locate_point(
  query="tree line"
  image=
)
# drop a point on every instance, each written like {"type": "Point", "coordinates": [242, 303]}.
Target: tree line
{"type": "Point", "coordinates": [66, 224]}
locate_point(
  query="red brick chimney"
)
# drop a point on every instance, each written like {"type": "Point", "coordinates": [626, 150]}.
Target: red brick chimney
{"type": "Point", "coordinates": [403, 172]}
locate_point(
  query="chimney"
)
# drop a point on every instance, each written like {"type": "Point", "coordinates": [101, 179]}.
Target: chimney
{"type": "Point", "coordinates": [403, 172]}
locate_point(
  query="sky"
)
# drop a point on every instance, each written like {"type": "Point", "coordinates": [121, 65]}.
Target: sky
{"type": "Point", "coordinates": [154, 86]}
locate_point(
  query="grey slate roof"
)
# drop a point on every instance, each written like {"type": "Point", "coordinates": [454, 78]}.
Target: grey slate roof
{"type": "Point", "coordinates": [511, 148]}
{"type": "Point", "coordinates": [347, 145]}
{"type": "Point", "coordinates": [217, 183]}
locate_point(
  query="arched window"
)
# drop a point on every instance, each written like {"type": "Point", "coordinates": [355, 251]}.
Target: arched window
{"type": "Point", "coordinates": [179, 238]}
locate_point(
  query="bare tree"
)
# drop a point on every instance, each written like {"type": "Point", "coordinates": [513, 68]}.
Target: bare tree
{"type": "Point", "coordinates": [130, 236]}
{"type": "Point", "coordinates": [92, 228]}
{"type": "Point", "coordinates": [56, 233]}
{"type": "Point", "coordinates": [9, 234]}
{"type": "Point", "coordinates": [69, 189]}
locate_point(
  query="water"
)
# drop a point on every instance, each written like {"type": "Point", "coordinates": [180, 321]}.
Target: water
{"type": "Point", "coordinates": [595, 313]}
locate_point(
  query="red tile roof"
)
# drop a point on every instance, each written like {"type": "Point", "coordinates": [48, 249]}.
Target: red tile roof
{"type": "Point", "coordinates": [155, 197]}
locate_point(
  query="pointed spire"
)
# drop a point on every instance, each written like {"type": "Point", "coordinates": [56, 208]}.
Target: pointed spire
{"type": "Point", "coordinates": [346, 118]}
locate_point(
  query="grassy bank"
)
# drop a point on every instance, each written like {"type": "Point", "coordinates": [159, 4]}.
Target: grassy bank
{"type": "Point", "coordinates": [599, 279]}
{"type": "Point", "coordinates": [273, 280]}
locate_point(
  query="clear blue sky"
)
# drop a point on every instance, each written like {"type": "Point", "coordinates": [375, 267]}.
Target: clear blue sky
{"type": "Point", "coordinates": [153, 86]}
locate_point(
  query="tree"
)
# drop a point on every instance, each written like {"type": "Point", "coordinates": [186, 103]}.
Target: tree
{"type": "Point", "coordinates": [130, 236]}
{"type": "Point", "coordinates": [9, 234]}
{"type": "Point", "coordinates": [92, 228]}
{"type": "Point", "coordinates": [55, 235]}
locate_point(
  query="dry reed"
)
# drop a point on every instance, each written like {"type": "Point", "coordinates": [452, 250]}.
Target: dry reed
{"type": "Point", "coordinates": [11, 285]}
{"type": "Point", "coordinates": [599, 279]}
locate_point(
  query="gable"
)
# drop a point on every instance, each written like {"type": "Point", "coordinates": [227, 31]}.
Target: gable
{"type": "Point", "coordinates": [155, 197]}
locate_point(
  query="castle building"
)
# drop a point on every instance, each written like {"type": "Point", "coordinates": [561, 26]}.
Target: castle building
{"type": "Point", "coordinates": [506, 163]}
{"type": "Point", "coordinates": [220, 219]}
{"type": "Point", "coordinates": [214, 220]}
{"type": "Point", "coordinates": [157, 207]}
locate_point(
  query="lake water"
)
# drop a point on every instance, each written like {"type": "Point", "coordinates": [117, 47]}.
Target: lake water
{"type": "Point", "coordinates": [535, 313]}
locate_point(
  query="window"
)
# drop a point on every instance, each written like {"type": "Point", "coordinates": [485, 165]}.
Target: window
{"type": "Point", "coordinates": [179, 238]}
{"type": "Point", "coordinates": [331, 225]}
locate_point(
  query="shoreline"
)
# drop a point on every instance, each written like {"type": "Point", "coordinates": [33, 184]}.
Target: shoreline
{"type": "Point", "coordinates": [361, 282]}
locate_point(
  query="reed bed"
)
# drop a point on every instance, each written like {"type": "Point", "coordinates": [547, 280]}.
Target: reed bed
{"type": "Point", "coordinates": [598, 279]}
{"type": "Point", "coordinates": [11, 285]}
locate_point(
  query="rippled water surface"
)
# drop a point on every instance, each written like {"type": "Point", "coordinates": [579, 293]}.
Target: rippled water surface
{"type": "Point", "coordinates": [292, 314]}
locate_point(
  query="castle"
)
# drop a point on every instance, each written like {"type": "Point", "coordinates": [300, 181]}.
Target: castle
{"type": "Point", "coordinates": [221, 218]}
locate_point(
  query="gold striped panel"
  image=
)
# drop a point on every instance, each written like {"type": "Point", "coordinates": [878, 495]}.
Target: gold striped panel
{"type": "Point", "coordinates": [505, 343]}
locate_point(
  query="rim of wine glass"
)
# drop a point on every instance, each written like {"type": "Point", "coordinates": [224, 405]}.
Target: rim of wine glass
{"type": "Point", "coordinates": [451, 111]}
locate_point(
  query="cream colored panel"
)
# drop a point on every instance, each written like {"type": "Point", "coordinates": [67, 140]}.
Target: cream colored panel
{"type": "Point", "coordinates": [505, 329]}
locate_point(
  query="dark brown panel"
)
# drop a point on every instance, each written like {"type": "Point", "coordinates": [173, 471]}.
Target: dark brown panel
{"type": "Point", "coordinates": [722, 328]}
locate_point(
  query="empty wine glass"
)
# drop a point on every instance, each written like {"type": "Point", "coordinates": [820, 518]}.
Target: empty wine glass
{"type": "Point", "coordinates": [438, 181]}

SET TASK
Retype the data in full and match it exactly.

FULL RESPONSE
locate_point(
  query="tree line"
  image=
)
# drop a point on every instance, each written like {"type": "Point", "coordinates": [242, 303]}.
Target: tree line
{"type": "Point", "coordinates": [66, 224]}
locate_point(
  query="red brick chimney"
)
# drop a point on every instance, each written like {"type": "Point", "coordinates": [626, 150]}.
Target: red brick chimney
{"type": "Point", "coordinates": [403, 172]}
locate_point(
  query="chimney"
)
# drop a point on every instance, each written like {"type": "Point", "coordinates": [101, 179]}.
Target: chimney
{"type": "Point", "coordinates": [403, 172]}
locate_point(
  query="sky"
)
# drop a point on every instance, each written like {"type": "Point", "coordinates": [121, 65]}.
Target: sky
{"type": "Point", "coordinates": [154, 86]}
locate_point(
  query="grey slate roof"
)
# drop a point on every instance, each written like {"type": "Point", "coordinates": [454, 78]}.
Target: grey slate roof
{"type": "Point", "coordinates": [511, 148]}
{"type": "Point", "coordinates": [347, 145]}
{"type": "Point", "coordinates": [217, 183]}
locate_point(
  query="arched window"
)
# drop a point on every instance, each written like {"type": "Point", "coordinates": [355, 251]}.
Target: arched window
{"type": "Point", "coordinates": [179, 238]}
locate_point(
  query="bare tree"
)
# drop a point on every instance, each written like {"type": "Point", "coordinates": [513, 68]}.
Target: bare tree
{"type": "Point", "coordinates": [130, 236]}
{"type": "Point", "coordinates": [92, 228]}
{"type": "Point", "coordinates": [56, 233]}
{"type": "Point", "coordinates": [9, 234]}
{"type": "Point", "coordinates": [69, 189]}
locate_point(
  query="water"
)
# drop a point on every instance, each written like {"type": "Point", "coordinates": [180, 321]}.
Target: water
{"type": "Point", "coordinates": [595, 313]}
locate_point(
  query="red tile roof"
)
# drop a point on every instance, each written like {"type": "Point", "coordinates": [48, 249]}.
Target: red tile roof
{"type": "Point", "coordinates": [155, 197]}
locate_point(
  query="pointed spire"
)
# drop a point on every instance, each written like {"type": "Point", "coordinates": [56, 208]}.
Target: pointed spire
{"type": "Point", "coordinates": [346, 118]}
locate_point(
  query="grassy bank"
)
# drop a point on every instance, each written like {"type": "Point", "coordinates": [159, 4]}.
Target: grassy bank
{"type": "Point", "coordinates": [599, 279]}
{"type": "Point", "coordinates": [273, 280]}
locate_point(
  query="clear blue sky"
)
# drop a point on every instance, each written like {"type": "Point", "coordinates": [375, 267]}.
Target: clear blue sky
{"type": "Point", "coordinates": [153, 86]}
locate_point(
  query="tree"
)
# drop a point on every instance, each written like {"type": "Point", "coordinates": [186, 103]}.
Target: tree
{"type": "Point", "coordinates": [130, 236]}
{"type": "Point", "coordinates": [9, 234]}
{"type": "Point", "coordinates": [92, 228]}
{"type": "Point", "coordinates": [55, 235]}
locate_point(
  query="dry reed"
)
# drop a point on every instance, each written like {"type": "Point", "coordinates": [452, 250]}.
Target: dry reed
{"type": "Point", "coordinates": [11, 285]}
{"type": "Point", "coordinates": [599, 279]}
locate_point(
  query="gable"
)
# drop a point on every instance, each written like {"type": "Point", "coordinates": [227, 31]}.
Target: gable
{"type": "Point", "coordinates": [155, 197]}
locate_point(
  query="castle building"
)
# drop a point on every instance, each written like {"type": "Point", "coordinates": [561, 26]}.
Target: castle building
{"type": "Point", "coordinates": [506, 163]}
{"type": "Point", "coordinates": [220, 219]}
{"type": "Point", "coordinates": [214, 220]}
{"type": "Point", "coordinates": [157, 207]}
locate_point(
  query="lake water"
)
# drop a point on every instance, each written like {"type": "Point", "coordinates": [117, 47]}.
Target: lake water
{"type": "Point", "coordinates": [535, 313]}
locate_point(
  query="window"
)
# drop a point on every instance, each written like {"type": "Point", "coordinates": [485, 165]}.
Target: window
{"type": "Point", "coordinates": [179, 238]}
{"type": "Point", "coordinates": [331, 225]}
locate_point(
  query="shoreline"
)
# drop a point on every instance, each written like {"type": "Point", "coordinates": [33, 184]}.
Target: shoreline
{"type": "Point", "coordinates": [361, 282]}
locate_point(
  query="reed bed"
)
# drop a point on every instance, each written like {"type": "Point", "coordinates": [547, 280]}.
Target: reed bed
{"type": "Point", "coordinates": [598, 279]}
{"type": "Point", "coordinates": [11, 285]}
locate_point(
  query="rippled water surface"
)
# drop a point on every instance, each written like {"type": "Point", "coordinates": [579, 293]}.
Target: rippled water surface
{"type": "Point", "coordinates": [292, 314]}
locate_point(
  query="castle"
)
# drop a point on every instance, each written like {"type": "Point", "coordinates": [300, 181]}.
Target: castle
{"type": "Point", "coordinates": [221, 218]}
locate_point(
  query="gold striped panel"
  image=
)
# drop a point on every instance, each written like {"type": "Point", "coordinates": [878, 495]}.
Target: gold striped panel
{"type": "Point", "coordinates": [505, 343]}
locate_point(
  query="rim of wine glass"
)
# drop a point on every instance, each written like {"type": "Point", "coordinates": [224, 405]}.
Target: rim of wine glass
{"type": "Point", "coordinates": [451, 111]}
locate_point(
  query="cream colored panel"
)
# drop a point on every instance, each written like {"type": "Point", "coordinates": [67, 140]}.
Target: cream colored panel
{"type": "Point", "coordinates": [505, 329]}
locate_point(
  query="dark brown panel"
)
# drop a point on every instance, each written like {"type": "Point", "coordinates": [173, 471]}.
Target: dark brown panel
{"type": "Point", "coordinates": [722, 328]}
locate_point(
  query="empty wine glass"
)
# drop a point on every instance, each written like {"type": "Point", "coordinates": [820, 518]}.
Target: empty wine glass
{"type": "Point", "coordinates": [438, 181]}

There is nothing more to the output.